Pagina.

....

Sarebbe troppo lungo citare tutte le spiegazioni dell’Anziano su questo argomento. Per lui la preghiera era importantissima. Egli si era interamente votato a lei. Tutta la sua vita, la sua evoluzione, l’applicazione, la foga, lo zelo, gli sforzi e tutto il suo essere erano sottomessi alla preghiera. Noi altri, umili, poveri e deboli per natura e per condizione, come possiamo descrivere questi misteri inaccessibili, così difficili da raggiungere e di cui siamo ignoranti?
Abbiamo osservato la sua vita dall’esterno, così come il modo impietoso che usava verso se stesso, e ne abbiamo ricavato un’impressione in base al suo comportamento. Tuttavia, chi potrebbe descrivere il suo mondo interiore, i suoi gemiti silenziosi e tutto ciò che offriva giorno e notte a Dio?
Attraverso l’espediente delle richieste ragionevoli potemmo ricavare qualche concessione nell’ambito della vita pratica che lo preoccupava. In nessun modo, però, potemmo farlo cedere in ciò che riguardava l’ordine e la regola della preghiera. L’osservanza minuziosa, la perseveranza nell’opera divina della preghiera, testimoniano la grandezza del suo zelo e i risultati che ne derivano erano evidenti. Secondo il giudizio dei Padri, il segno più evidente della spiritualità di un’anima è la preghiera continua come stato spontaneo e non come risultato di sforzi volontari.
L’Anziano, di eterna memoria, cha ha costruito la nostra educazione, insisteva molto sul valore e l’abbondanza dei frutti della preghiera. Spesso sottolineava: «E’ la stretta osservanza di questo comandamento e gli sforzi impiegati nella preghiera che vi apriranno le porte della preghiera», o ancora: «Questo difetto sarà per voi un ostacolo nella preghiera».
Attraverso le lettere pubblicate dal nostro caro fratello, l’igumeno del santo monastero di Filoteu, possiamo constatare la cura particolare che l’Anziano metteva nella preghiera. «La preghiera mentale è per me come un mestiere, scriveva l’Anziano ad un giovane; infatti, vi lavoro da più di trentasei anni», ossia, dal principio della sua vita monastica fino a quel momento. La facilità con la quale l’Anziano descriveva in dettaglio questa virtù eccellente, iniziando dal suo apprendistato, e passando per i diversi stadi, fino a giungere all’illuminazione e al rapimento nel quale conduce quelli che si impegnano a praticarla con zelo, testimonia il suo progresso in questo campo, ottenuto con la Grazia di Dio, così come nell’intelligenza dei misteri e delle qualità proprie della preghiera.

....

Estratto dei record.
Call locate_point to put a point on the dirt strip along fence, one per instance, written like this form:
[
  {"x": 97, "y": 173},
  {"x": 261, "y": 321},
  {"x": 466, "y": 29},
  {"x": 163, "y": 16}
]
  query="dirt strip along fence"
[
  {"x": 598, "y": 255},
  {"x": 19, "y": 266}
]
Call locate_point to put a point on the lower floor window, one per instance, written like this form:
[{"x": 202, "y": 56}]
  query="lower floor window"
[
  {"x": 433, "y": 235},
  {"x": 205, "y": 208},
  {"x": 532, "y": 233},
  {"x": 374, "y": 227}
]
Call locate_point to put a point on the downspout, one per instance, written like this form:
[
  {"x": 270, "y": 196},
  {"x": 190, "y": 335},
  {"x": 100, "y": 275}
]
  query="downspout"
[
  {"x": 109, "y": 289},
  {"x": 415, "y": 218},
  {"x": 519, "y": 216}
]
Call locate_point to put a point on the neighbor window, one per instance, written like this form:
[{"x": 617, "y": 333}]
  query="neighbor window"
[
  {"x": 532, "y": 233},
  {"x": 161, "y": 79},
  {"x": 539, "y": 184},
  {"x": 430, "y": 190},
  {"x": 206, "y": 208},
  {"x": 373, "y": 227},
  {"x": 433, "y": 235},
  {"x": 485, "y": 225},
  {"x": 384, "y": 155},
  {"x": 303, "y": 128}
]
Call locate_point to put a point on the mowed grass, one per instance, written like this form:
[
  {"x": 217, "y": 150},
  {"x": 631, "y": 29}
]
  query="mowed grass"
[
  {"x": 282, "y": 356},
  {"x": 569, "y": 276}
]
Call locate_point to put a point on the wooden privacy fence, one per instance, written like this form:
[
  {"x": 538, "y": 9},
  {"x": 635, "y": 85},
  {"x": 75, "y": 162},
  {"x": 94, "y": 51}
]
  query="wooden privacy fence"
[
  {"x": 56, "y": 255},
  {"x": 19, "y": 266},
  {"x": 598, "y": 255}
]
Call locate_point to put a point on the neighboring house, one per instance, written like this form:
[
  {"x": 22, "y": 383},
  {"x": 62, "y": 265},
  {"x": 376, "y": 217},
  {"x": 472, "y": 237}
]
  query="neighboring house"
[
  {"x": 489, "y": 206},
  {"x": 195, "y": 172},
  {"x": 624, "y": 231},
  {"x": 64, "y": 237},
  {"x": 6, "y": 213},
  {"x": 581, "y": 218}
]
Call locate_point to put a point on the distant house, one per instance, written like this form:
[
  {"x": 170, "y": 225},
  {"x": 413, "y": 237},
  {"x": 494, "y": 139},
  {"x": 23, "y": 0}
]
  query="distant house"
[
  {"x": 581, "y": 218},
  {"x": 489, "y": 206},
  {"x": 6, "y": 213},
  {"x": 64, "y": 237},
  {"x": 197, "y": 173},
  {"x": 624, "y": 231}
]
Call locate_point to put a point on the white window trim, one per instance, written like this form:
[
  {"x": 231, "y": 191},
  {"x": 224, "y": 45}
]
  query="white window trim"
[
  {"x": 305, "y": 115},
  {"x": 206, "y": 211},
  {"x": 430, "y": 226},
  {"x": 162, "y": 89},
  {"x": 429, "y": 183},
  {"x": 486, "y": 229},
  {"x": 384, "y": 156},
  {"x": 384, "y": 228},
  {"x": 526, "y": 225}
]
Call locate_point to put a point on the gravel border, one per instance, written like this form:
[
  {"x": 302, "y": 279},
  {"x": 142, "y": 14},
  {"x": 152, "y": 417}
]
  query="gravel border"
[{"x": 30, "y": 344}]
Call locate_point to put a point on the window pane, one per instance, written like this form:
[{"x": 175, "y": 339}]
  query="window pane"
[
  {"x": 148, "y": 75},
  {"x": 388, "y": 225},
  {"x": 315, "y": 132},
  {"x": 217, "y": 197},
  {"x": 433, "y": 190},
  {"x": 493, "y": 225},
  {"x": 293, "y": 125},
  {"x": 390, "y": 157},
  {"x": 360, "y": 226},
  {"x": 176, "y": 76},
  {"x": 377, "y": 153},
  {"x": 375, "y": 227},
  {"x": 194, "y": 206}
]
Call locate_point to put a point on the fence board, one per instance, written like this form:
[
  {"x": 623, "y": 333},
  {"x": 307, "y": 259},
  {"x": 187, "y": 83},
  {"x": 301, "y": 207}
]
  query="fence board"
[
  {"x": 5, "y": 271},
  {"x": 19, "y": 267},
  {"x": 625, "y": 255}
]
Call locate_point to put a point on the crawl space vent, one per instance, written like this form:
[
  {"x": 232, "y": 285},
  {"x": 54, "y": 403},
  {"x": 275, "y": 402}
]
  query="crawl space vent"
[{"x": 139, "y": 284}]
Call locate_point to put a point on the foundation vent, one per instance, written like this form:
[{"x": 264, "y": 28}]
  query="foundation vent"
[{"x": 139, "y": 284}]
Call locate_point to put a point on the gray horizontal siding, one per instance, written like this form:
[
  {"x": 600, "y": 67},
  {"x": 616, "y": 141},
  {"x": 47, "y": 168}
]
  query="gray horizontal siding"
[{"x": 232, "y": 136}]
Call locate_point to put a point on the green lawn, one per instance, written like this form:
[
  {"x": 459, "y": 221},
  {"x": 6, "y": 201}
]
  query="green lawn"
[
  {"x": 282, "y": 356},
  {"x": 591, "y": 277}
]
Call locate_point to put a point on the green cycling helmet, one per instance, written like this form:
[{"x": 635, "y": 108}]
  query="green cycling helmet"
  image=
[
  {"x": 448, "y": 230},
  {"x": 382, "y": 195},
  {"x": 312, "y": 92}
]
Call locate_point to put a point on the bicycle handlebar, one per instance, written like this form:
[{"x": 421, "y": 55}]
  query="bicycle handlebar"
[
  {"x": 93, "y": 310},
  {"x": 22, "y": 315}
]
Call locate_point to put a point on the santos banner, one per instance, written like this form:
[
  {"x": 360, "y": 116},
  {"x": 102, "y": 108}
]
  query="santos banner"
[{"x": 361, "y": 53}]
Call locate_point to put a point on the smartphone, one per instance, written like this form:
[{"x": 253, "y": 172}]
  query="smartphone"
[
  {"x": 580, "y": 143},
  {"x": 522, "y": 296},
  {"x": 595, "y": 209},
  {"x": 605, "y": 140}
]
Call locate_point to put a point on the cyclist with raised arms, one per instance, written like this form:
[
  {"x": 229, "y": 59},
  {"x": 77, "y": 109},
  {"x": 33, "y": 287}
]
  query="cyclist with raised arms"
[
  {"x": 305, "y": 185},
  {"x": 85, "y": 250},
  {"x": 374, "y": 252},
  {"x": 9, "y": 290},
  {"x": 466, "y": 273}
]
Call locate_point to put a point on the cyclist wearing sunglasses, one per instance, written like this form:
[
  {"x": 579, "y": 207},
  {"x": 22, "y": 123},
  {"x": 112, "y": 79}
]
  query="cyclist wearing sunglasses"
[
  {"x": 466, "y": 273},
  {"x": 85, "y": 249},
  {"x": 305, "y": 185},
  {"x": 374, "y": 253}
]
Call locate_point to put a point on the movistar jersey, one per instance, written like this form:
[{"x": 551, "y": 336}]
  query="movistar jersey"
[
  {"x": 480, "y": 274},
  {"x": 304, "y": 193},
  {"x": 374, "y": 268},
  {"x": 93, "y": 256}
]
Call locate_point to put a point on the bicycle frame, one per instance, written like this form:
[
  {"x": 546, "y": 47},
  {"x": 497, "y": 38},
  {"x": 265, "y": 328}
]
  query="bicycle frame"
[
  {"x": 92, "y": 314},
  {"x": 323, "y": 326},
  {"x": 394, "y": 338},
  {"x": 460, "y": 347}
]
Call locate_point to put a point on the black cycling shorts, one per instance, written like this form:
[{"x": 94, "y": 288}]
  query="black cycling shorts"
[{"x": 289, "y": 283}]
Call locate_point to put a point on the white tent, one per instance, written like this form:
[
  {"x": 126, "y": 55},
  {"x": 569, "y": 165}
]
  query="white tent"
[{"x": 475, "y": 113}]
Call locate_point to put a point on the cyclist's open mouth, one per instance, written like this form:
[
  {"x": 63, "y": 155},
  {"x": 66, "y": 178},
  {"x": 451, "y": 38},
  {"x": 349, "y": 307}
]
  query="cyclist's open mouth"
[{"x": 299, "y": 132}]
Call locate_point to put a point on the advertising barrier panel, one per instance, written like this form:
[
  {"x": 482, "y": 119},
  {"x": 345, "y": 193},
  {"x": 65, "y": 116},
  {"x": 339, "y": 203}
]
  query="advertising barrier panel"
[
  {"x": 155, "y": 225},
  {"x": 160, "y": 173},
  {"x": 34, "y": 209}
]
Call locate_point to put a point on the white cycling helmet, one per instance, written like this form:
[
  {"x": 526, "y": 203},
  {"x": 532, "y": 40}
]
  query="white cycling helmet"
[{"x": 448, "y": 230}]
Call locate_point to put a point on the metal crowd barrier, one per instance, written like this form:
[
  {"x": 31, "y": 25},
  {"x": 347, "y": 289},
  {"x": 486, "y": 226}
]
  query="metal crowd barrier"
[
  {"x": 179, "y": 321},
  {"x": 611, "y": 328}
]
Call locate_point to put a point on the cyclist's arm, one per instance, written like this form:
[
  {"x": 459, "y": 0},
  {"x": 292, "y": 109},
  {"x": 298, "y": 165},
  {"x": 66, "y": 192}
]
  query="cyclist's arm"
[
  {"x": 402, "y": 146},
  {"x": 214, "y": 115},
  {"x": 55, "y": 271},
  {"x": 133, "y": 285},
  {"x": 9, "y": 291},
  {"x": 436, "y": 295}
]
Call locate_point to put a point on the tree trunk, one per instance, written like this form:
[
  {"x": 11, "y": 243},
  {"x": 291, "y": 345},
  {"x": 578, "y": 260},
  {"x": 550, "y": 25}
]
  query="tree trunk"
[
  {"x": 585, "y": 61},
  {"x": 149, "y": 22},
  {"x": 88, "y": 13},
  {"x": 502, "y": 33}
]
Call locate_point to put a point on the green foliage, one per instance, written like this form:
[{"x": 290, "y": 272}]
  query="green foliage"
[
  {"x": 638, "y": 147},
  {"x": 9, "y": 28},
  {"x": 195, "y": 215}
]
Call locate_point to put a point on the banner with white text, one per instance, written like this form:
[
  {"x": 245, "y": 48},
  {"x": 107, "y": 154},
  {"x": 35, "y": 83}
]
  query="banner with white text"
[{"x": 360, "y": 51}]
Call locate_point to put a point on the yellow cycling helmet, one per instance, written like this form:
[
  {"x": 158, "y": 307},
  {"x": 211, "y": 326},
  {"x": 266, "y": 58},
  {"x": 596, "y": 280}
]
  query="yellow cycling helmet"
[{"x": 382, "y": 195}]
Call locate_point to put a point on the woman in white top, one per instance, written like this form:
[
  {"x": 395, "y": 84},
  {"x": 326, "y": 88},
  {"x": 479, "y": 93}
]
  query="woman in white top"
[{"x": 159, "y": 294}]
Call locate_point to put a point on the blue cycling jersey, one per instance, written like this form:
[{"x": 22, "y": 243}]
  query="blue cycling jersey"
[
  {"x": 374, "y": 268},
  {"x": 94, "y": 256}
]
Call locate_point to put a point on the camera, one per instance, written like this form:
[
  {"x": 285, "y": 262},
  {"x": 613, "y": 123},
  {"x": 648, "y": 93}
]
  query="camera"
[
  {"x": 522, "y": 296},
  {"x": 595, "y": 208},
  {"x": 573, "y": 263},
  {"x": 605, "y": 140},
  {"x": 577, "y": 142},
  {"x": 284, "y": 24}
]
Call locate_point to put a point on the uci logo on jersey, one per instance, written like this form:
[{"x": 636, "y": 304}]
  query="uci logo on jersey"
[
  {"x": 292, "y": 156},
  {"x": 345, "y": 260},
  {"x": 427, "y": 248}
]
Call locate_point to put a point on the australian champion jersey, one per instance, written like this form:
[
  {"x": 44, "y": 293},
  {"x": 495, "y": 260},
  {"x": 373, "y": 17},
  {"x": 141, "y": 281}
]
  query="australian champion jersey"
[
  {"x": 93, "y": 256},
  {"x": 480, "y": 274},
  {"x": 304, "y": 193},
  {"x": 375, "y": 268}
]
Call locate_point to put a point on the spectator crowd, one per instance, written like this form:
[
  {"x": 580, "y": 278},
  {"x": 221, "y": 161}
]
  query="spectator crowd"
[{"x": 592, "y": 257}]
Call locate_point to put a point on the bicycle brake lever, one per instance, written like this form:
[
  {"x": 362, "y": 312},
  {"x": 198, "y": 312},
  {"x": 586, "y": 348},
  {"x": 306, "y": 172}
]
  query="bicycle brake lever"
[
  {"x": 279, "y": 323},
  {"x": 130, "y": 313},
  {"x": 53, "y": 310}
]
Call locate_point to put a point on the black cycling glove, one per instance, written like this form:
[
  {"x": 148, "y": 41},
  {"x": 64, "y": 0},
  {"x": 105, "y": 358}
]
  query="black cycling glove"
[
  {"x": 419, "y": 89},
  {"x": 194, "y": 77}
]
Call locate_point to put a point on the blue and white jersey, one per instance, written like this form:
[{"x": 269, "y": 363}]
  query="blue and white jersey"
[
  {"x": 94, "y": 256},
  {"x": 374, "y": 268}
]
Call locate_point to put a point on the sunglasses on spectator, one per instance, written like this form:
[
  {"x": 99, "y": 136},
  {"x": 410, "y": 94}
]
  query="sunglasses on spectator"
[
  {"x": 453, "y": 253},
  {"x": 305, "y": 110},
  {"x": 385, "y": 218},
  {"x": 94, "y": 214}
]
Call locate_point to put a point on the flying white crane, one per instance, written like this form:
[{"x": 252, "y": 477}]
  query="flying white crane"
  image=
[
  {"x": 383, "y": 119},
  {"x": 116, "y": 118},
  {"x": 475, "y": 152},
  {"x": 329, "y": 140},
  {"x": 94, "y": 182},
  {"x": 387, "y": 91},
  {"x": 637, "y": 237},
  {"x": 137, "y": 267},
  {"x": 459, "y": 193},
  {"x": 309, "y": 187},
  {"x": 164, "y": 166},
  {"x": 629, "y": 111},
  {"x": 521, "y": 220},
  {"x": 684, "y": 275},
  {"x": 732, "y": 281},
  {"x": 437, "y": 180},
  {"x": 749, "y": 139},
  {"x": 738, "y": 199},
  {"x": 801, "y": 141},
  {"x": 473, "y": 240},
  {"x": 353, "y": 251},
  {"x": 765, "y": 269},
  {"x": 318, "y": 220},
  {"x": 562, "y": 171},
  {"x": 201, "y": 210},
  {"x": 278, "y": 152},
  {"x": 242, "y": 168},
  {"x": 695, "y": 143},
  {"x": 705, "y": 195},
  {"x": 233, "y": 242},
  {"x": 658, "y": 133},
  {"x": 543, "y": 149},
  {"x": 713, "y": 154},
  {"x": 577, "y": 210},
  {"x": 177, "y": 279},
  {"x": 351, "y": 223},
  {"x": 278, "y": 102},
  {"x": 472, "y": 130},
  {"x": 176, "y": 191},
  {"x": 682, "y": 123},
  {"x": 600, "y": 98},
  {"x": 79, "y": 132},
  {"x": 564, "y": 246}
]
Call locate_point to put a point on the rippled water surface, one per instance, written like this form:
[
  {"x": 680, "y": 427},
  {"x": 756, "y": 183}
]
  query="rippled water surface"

....

Consegna 1.
Elenca tutto ciò che, secondo la pagina sull'Anziano e la preghiera, era sottomesso alla preghiera.
Consegna 2.
Disponi come lista JSON di stringhe, una per riga e senza le righe vuote, il tratto dei record che va dalla riga contenente "Call locate_point to put a point on the rippled" fino alla fine dei record, estremi inclusi.

Soluzione corretta 1.
- tutta la sua vita
- la sua evoluzione
- l'applicazione
- la foga
- lo zelo
- gli sforzi
- tutto il suo essere

Soluzione corretta 2.
[
  "Call locate_point to put a point on the rippled water surface, one per instance, written like this form:",
  "[",
  "  {\"x\": 680, \"y\": 427},",
  "  {\"x\": 756, \"y\": 183}",
  "]",
  "  query=\"rippled water surface\""
]